== Document section
For (3) and (4), you will run Mistral 7B locally. Clone TheBloke's 4-bit quantized version of Mistral-7B model from hugging face. This model utilizes the exLlama loader for increased performance. Make sure you have huggingface-hub installed, if not run `pip install huggingface-hub`.

In [None]:
%%bash
huggingface-cli download TheBloke/Mistral-7B-Instruct-v0.1-GPTQ \
        --local-dir ~/gai/models/Mistral-7B-Instruct-v0.1-GPTQ \
        --local-dir-use-symlinks False

In [None]:
### 3. Mistral Text-to-Text Generation

print("GENERATING:")
from gai.gen import Gaigen
gen = Gaigen.GetInstance().load('mistral7b-exllama')
response = gen.create(messages=[{'role':'USER','content':'Tell me a one paragraph short story.'},{'role':'ASSISTANT','content':''}],max_new_tokens=100, stream=False)
print(response.choices[0].message.content)


In [None]:
### 4. Mistral Text-to-Text Streaming

print("STREAMING:")
from gai.gen import Gaigen
gen = Gaigen.GetInstance().load('mistral7b-exllama')
response = gen.create(messages=[{'role':'USER','content':'Tell me a one paragraph short story.'},{'role':'ASSISTANT','content':''}],max_new_tokens=100,stream=True)
for chunk in response:
    print(chunk.choices[0].delta.content,end='',flush=True)


### Yarn-Mistral-7B 128k-context 4-bit quantized

Repeat the earlier examples but using a different version of Mistral-7B model with a larger context window.
====
== Given data
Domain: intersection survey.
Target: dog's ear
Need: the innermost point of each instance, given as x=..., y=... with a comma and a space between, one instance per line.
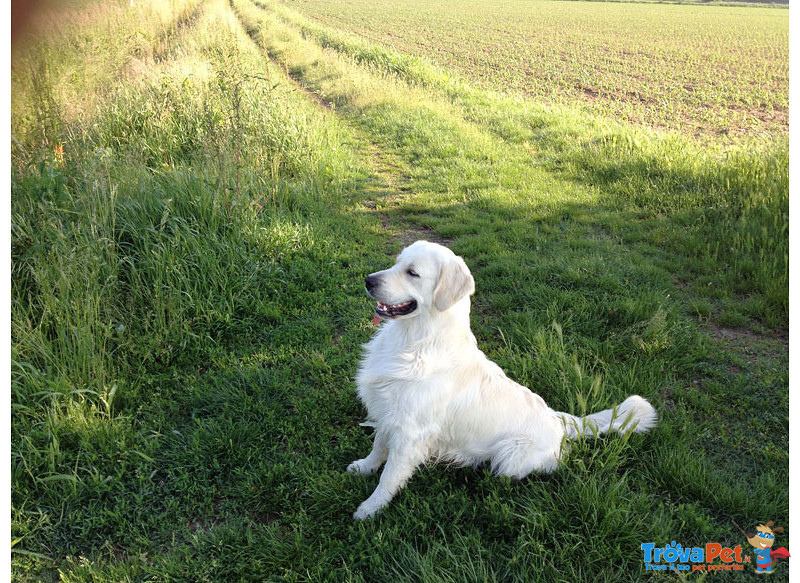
x=455, y=282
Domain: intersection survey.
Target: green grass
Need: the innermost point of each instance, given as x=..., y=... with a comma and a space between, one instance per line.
x=188, y=308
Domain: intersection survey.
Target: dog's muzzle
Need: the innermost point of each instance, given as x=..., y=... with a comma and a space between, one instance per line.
x=384, y=310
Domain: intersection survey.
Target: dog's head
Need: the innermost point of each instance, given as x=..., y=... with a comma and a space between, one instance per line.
x=425, y=277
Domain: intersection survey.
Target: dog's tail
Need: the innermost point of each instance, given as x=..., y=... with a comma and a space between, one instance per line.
x=634, y=414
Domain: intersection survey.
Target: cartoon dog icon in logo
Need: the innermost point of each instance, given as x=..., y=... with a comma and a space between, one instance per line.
x=762, y=542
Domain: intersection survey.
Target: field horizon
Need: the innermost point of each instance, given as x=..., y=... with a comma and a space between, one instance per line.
x=199, y=188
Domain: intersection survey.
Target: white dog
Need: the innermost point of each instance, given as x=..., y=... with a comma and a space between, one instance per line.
x=432, y=394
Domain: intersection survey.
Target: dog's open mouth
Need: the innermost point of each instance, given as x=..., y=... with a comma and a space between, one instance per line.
x=388, y=311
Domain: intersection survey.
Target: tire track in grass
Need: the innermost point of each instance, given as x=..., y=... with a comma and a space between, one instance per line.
x=387, y=184
x=501, y=168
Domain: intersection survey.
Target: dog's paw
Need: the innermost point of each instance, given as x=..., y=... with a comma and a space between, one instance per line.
x=360, y=467
x=365, y=511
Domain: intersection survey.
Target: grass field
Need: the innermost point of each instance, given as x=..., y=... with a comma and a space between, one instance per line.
x=198, y=189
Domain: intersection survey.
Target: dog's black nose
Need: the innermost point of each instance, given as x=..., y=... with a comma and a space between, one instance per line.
x=371, y=282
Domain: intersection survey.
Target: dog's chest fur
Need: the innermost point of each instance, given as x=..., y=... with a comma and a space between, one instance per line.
x=406, y=384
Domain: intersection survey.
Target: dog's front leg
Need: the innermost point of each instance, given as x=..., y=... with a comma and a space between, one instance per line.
x=400, y=465
x=371, y=463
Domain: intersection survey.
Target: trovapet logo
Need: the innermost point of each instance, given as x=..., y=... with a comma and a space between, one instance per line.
x=715, y=556
x=675, y=557
x=762, y=541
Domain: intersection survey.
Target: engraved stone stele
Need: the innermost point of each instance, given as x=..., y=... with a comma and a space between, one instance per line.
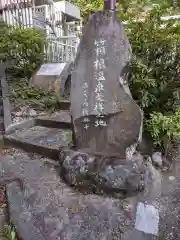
x=107, y=123
x=106, y=119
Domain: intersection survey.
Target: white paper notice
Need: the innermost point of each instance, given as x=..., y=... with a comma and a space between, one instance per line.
x=147, y=219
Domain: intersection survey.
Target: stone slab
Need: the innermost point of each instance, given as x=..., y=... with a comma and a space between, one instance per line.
x=43, y=140
x=106, y=119
x=60, y=119
x=52, y=77
x=44, y=207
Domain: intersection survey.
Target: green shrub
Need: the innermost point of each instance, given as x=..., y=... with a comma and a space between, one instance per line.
x=164, y=128
x=154, y=81
x=23, y=46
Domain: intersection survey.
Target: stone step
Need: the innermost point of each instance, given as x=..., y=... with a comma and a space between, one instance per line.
x=39, y=139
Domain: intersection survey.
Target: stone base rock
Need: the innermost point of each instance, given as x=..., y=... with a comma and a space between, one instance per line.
x=107, y=174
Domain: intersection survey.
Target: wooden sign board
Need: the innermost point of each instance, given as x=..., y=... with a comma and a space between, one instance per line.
x=39, y=21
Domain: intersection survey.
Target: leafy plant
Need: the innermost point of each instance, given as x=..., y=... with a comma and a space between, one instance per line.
x=164, y=129
x=22, y=93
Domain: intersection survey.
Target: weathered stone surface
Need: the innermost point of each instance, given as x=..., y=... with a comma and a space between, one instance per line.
x=112, y=175
x=106, y=118
x=43, y=207
x=52, y=77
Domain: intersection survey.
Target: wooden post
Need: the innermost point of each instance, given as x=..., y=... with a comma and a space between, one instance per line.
x=110, y=5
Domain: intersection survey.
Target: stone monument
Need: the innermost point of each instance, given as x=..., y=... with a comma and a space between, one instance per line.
x=107, y=122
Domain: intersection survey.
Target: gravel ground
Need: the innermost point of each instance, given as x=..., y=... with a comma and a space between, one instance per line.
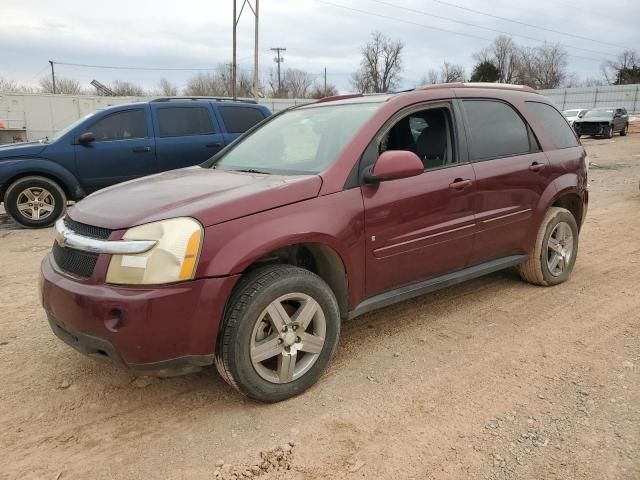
x=491, y=379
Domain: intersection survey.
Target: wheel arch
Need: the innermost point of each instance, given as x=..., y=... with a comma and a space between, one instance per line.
x=563, y=192
x=319, y=258
x=42, y=168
====
» **Work task 1**
In the Mistral 7B walkthrough, what does the text say the 4-bit quantized model uses to gain performance? Answer in one to three sentences.
» **Work task 2**
In the Mistral 7B walkthrough, what local directory does the download command save the model to?
» **Work task 3**
Continue the Mistral 7B walkthrough from its last sentence.

» **Final answer 1**
The model uses the exLlama loader to increase performance.

» **Final answer 2**
~/gai/models/Mistral-7B-Instruct-v0.1-GPTQ

» **Final answer 3**
In [None]:
%%bash
huggingface-cli download TheBloke/Yarn-Mistral-7B-128k-GPTQ \
        --local-dir ~/gai/models/Yarn-Mistral-7B-128k-GPTQ \
        --local-dir-use-symlinks False

According to their paper, the perplexity seems better than the original once the token length is greater than 10k.

![perplexity-of-mistral7b-128k](https://raw.githubusercontent.com/jquesnelle/yarn/mistral/data/proofpile-long-small-mistral.csv.png)



In [1]:
### 3. Mistral Text-to-Text Generation

print("GENERATING:")
from gai.gen import Gaigen
gen = Gaigen.GetInstance().load('mistral7b_128k-exllama')
response = gen.create(messages=[{'role':'USER','content':'Tell me a one paragraph short story.'},{'role':'ASSISTANT','content':''}],max_new_tokens=100)
print(response.choices[0].message.content,end='',flush=True)

GENERATING:
Once upon a time, there was a little girl who loved to play outside in the sunshine. One day she went out into her backyard and saw something strange – it looked like a giant spider web! She walked closer and realized that it wasn’t a spider at all but rather an intricate pattern of leaves on the ground. The more she explored this beautiful design, the happier she became until finally she sat down under its shade for hours enjoying nature’s beauty around her

In [2]:
### 4. Mistral Text-to-Text Streaming

print("STREAMING:")
from gai.gen import Gaigen
gen = Gaigen.GetInstance().load('mistral7b_128k-exllama')
response = gen.create(messages=[{'role':'USER','content':'Tell me a one paragraph short story.'},{'role':'ASSISTANT','content':''}],max_new_tokens=100,stream=True)
for chunk in response:
    print(chunk.choices[0].delta.content,end='',flush=True)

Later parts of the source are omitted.